◆ Stored data
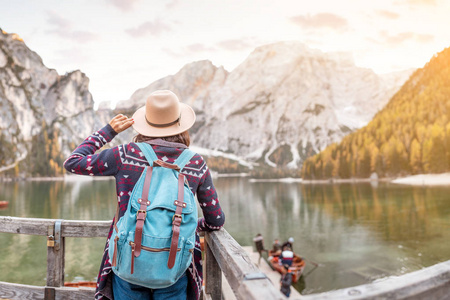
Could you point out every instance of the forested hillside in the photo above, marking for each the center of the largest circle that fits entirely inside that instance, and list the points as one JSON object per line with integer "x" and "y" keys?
{"x": 411, "y": 135}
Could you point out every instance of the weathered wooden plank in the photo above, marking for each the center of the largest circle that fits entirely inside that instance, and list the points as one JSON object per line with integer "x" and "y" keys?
{"x": 213, "y": 275}
{"x": 70, "y": 228}
{"x": 21, "y": 291}
{"x": 55, "y": 265}
{"x": 238, "y": 268}
{"x": 432, "y": 283}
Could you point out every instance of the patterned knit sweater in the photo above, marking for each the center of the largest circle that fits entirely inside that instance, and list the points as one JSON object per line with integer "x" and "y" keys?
{"x": 126, "y": 163}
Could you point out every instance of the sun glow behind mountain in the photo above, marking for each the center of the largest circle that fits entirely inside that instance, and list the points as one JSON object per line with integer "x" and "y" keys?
{"x": 124, "y": 45}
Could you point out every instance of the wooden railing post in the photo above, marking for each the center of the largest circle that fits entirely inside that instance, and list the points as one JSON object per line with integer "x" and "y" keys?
{"x": 55, "y": 255}
{"x": 213, "y": 275}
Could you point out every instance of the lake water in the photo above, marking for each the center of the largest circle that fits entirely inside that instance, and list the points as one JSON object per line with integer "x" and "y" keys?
{"x": 356, "y": 232}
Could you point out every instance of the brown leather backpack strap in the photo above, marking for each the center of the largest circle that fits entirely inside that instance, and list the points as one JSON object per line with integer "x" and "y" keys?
{"x": 176, "y": 222}
{"x": 161, "y": 163}
{"x": 142, "y": 212}
{"x": 116, "y": 217}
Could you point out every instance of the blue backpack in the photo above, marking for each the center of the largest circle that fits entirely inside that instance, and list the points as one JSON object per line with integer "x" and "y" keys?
{"x": 152, "y": 244}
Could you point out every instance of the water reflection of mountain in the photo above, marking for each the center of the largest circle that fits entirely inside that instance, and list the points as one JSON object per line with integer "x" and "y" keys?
{"x": 358, "y": 232}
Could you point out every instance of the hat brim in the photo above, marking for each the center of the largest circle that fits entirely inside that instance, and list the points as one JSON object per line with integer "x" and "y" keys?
{"x": 187, "y": 119}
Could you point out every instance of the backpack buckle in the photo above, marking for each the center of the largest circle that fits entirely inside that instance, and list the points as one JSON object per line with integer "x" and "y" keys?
{"x": 178, "y": 216}
{"x": 141, "y": 211}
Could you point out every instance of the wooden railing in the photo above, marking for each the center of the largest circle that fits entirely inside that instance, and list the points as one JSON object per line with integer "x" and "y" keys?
{"x": 222, "y": 254}
{"x": 56, "y": 232}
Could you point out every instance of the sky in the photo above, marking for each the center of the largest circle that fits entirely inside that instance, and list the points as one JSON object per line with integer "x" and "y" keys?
{"x": 124, "y": 45}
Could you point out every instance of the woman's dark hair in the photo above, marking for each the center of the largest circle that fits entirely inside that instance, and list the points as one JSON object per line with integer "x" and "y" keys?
{"x": 182, "y": 138}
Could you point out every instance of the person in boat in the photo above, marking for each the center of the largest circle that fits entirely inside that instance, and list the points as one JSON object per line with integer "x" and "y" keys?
{"x": 163, "y": 123}
{"x": 276, "y": 248}
{"x": 287, "y": 257}
{"x": 286, "y": 281}
{"x": 259, "y": 244}
{"x": 289, "y": 243}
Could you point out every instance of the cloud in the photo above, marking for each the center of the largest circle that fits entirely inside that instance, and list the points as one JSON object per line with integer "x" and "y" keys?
{"x": 388, "y": 14}
{"x": 421, "y": 2}
{"x": 57, "y": 20}
{"x": 172, "y": 4}
{"x": 76, "y": 55}
{"x": 235, "y": 44}
{"x": 124, "y": 5}
{"x": 155, "y": 28}
{"x": 199, "y": 47}
{"x": 403, "y": 37}
{"x": 63, "y": 28}
{"x": 321, "y": 20}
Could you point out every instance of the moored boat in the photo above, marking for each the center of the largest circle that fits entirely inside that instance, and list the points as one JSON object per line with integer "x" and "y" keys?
{"x": 297, "y": 267}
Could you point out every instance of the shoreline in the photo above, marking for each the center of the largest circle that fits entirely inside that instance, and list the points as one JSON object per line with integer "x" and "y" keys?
{"x": 442, "y": 179}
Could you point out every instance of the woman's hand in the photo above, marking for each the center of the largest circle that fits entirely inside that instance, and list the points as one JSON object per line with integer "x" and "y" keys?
{"x": 120, "y": 123}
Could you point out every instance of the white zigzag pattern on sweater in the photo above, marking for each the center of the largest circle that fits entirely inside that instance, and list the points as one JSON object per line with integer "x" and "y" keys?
{"x": 130, "y": 160}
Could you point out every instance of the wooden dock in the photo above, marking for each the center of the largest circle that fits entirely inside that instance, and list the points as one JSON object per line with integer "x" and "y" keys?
{"x": 225, "y": 262}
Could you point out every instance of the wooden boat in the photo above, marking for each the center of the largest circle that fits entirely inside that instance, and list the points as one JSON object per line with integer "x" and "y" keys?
{"x": 81, "y": 284}
{"x": 298, "y": 265}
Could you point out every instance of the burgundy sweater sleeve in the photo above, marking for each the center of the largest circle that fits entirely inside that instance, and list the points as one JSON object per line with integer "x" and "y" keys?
{"x": 213, "y": 216}
{"x": 84, "y": 161}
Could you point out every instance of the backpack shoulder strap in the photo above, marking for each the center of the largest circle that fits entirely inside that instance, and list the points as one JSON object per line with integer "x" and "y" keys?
{"x": 184, "y": 158}
{"x": 148, "y": 151}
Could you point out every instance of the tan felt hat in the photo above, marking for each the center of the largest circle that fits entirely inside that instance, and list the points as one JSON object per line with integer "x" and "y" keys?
{"x": 163, "y": 115}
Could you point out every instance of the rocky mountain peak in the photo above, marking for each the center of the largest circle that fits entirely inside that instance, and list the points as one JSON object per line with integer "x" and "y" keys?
{"x": 36, "y": 105}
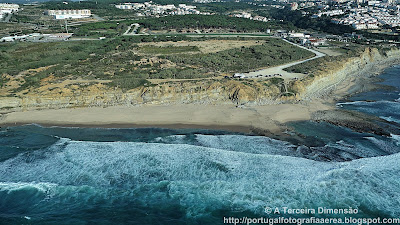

◆ Goal
Could you arrange the data from the line containing "Could you point out every instance of the backpack shoulder" through the end as a JSON list of strings, one string per line, leaving out blank lines and any pictures?

◆ The answer
[
  "Could you point out every instance of the backpack shoulder strap in the photo above, marking for each the center of the largest circle that fits entirely inside that instance, and list the points as one JSON object per line with integer \"x\" and \"y\" keys?",
  "{\"x\": 184, \"y\": 158}",
  "{\"x\": 148, \"y\": 151}",
  "Could you point out every instance of the tan felt hat in the photo above, marking for each the center of the largest circle that fits entirely inside that instance, and list the points as one JSON object per line with integer \"x\" and \"y\" keys?",
  "{\"x\": 163, \"y\": 115}",
  "Could you point out every instance of the rocky mountain peak in the photo above, marking for each the center of the largest circle that fits entirely inside that instance, and list the points as one JSON object per line with integer \"x\" and \"y\" keys?",
  "{\"x\": 36, \"y\": 105}"
]